* **TEXT PROVIDED**
Get close enough to the car so that your app shows Phone Key Connected (in Bluetooth range).
Press Unlock icon (this will try to unlock via Bluetooth instead of LTE).
If Bluetooth connection is working, car should flash lights and unlock.
If this fails, try toggling Bluetooth on/off or Airplane mode on/off.
After unlock/wake, car will now be listening on WiFi instead of LTE.
In a few seconds, if car now shows as awake in app, then it was an LTE problem at car.
If car still doesn't show as awake, could be WiFi problem or phone/app problem.
If it was LTE problem, go to car and put it in gear. Does the LTE icon have a slash through it? If so, could be LTE module problem. Replacing module has solved this for some of us.
For possible phone/app problem, toggle Bluetooth on/off and Airplane mode on/off.


----------



## airj1012 (Jan 29, 2019)

Wow! What a diagnostic!

9) In a few seconds, if car now shows as awake in app, then it was an LTE problem at car.

I had to close the iOS application after unlocking, but on reload the car was awake (after unlocking the car via app bluetooth)

11) If it was LTE problem, go to car and put it in gear. Does the LTE icon have a slash through it? If so, could be LTE module problem. Replacing module has solved this for some of us.

Got into the car and it had 3-4 bars of LTE.

Thanks for all the assistance. Scheduled an appointment with Tesla in 2 weeks. We'll see!


----------



## RickO2018 (Mar 13, 2018)

NR4P said:


> I can attest to more problems waking up the car to connect. Noted it about 2-3 weeks ago. Car and phone have strong cell signals. One time I turned on Airplane mode and then turned off Airplane mode and it connected. Not sure if its the App or the car. But after 3 years of ownership, its more of a problem now.

* **WHAT NEEDS TO BE DONE**
Reproduce the car-connection troubleshooting thread word for word, from "Press Unlock icon" up to and including "instead of LTE.".

* **SUPPLIED INFORMATION**
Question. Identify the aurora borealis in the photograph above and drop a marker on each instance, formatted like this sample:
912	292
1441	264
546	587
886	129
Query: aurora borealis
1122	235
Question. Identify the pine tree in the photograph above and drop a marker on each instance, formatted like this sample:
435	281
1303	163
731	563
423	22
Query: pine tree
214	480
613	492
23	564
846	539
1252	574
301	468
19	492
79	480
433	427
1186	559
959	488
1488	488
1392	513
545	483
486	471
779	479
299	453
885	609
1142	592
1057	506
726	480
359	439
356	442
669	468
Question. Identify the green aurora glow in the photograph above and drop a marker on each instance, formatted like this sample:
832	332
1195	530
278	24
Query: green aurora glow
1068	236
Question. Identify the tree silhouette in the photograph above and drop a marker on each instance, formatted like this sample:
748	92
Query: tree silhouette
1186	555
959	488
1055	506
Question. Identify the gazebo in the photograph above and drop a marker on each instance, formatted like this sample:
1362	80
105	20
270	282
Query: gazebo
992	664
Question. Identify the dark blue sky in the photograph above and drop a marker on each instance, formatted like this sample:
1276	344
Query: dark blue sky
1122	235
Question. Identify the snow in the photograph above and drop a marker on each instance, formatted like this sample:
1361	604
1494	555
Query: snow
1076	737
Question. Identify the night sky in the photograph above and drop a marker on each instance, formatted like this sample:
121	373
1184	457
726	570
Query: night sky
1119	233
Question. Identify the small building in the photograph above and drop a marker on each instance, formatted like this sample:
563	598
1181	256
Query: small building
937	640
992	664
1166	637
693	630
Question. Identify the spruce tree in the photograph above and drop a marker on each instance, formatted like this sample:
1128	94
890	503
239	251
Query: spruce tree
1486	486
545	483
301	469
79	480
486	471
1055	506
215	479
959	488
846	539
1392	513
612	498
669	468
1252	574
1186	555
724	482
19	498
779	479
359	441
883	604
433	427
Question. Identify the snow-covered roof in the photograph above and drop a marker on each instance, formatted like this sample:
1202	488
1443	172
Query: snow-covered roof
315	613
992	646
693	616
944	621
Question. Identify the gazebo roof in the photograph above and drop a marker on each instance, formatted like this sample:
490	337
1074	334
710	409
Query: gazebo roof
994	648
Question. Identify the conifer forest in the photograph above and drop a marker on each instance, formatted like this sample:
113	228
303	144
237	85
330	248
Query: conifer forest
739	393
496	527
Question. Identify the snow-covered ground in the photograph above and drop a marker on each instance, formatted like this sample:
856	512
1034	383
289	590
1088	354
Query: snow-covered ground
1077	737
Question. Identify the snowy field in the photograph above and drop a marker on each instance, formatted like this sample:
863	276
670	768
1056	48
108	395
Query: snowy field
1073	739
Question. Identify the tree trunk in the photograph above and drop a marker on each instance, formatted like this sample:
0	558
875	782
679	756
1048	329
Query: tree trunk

* **TASK OUTPUT**
Press Unlock icon (this will try to unlock via Bluetooth instead of LTE).
If Bluetooth connection is working, car should flash lights and unlock.
If this fails, try toggling Bluetooth on/off or Airplane mode on/off.
After unlock/wake, car will now be listening on WiFi instead of LTE.